● Task to carry out
The full set of entries should be repeated without a single change.

● Records supplied
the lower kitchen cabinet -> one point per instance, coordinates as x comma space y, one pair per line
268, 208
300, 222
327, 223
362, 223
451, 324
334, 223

● Exercise solution
the lower kitchen cabinet -> one point per instance, coordinates as x comma space y, one pair per line
268, 208
300, 222
327, 223
362, 223
451, 324
334, 223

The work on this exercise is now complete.